◆ DATASET:
· · ·

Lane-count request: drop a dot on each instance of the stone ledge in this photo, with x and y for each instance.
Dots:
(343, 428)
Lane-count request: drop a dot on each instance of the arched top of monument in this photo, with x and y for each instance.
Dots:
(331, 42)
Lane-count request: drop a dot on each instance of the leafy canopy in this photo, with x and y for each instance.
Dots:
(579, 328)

· · ·

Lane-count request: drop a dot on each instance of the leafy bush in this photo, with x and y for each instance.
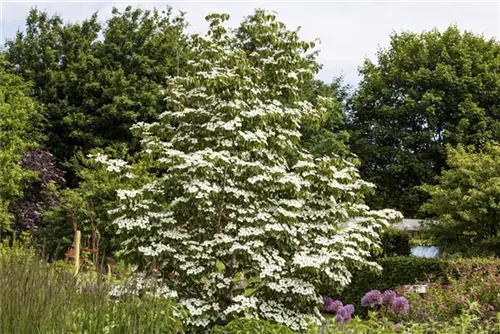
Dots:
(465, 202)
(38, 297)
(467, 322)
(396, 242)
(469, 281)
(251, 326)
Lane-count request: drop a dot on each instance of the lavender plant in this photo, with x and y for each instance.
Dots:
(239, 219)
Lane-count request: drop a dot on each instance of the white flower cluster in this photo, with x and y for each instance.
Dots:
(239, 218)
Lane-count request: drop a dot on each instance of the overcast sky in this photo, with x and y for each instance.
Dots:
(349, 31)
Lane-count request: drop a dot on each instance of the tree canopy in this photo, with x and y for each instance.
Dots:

· · ·

◆ INSTRUCTIONS FOR THE TASK: Find every line in the listing above that contains the word "leafy", and copy each of those lines.

◆ WRITTEN RESPONSE:
Lane-count request: drop a dot on each instance of the leafy canopy in this photo, with x and y for each instance.
Lane-count request: drop a dot on each instance of the leafy bush in this photo, with x and y for each instance.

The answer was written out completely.